PROVIDED TEXT:
------------------------------------

Blessed be the God and Father of our Lord Jesus Christ! According to his great mercy, he has caused us to be born again to a living hope through the resurrection of Jesus Christ from the dead, to an inheritance that is imperishable, undefiled, and unfading, kept in heaven for you, who by God’s power are being guarded through faith for a salvation ready to be revealed in the last time.
In this you rejoice, though now for a little while, if necessary, you have been grieved by various trials, so that the tested genuineness of your faith—more precious than gold that perishes though it is tested by fire—may be found to result in praise and glory and honor at the revelation of Jesus Christ. (1 Peter 1:3-7, emphasis added)
We who have put our faith in Jesus Christ can indeed rejoice, though now for a little while we are grieved by various trials. Peter gives us permission to grieve the trials we face, but he also reminds us our time on earth is brief. Each hardship we experience is a mere blink of an eye when compared to eternity.
Can you imagine a life free from the sorrow, disease, and sin that plagues us? What about a life that continues on and on, forever, without a single trouble? Eternity feels foreign to us; it seems impossible at times, if we’re honest. But in the blink of an eye, eternal joy in the presence of God will be our reality.

------------------------------------

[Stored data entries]
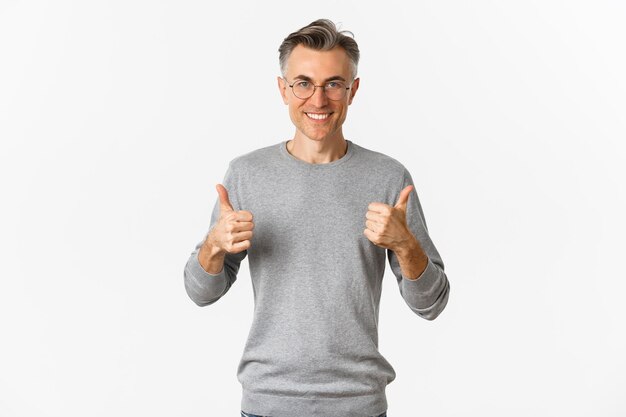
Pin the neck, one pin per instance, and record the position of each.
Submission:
(317, 151)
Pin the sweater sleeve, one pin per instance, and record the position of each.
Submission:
(427, 296)
(202, 287)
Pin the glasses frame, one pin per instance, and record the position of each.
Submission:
(323, 87)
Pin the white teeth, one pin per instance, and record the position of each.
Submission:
(317, 116)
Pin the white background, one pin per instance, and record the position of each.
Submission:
(118, 118)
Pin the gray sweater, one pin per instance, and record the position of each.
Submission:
(312, 349)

------------------------------------

WORK TASK 1: Which words does the devotional on 1 Peter use to describe the inheritance kept in heaven?
WORK TASK 2: Carry on the devotional on 1 Peter and eternal joy from its final sentence.

ANSWER SPACE 1: imperishable, undefiled, unfading

ANSWER SPACE 2:
Amidst the harsh valleys of this life, we have so many reasons to rejoice! Those who’ve been “born again” receive not only salvation, but also an incorruptible inheritance. This inheritance includes not just heaven, but more importantly, Jesus himself. Furthermore, we know everything we face is being used for our sanctification. None of our pain is wasted. And lastly, rejoicing is ours because we too will be raised to life.
3. With Victory
Grieving with hope is possible because Jesus has conquered sin and death. Because Jesus died the death we deserved for our sin and was raised to life by the Holy Spirit, those who put their faith in him will one day rise as well. Death no more has dominion over us!
We will shout together for all eternity, “O death, where is your victory? O death, where is your sting?” (1 Corinthians 15:55). And death will return no answer.
Jesus crushed the serpent—he conquered the curse—by his work on the cross, just as it was prophesied of him from the beginning (Genesis 3:15). We live in the “already, not yet” of redemption history. The work of redemption is already finished, and yet, the reality is not fully realized. Though we’re forgiven and restored to right relationship with God, sin still wages war within our hearts. But the victory is sealed.
They will make war on the Lamb, and the Lamb will conquer them, for he is Lord of lords and King of kings, and those with him are called and chosen and faithful. (Revelation 17:14)
We Await Glory
Many times, our afflictions don’t feel momentary, do they? And I think that’s okay. Maybe our groaning is meant to draw us near to the only One who can bring joy and peace in the midst of the storm.
Let’s cling to this truth: One day, we will be raised to life with Christ. On that day, our tears will be no more and we will see just how momentary each affliction—even the hardest to fathom—truly was.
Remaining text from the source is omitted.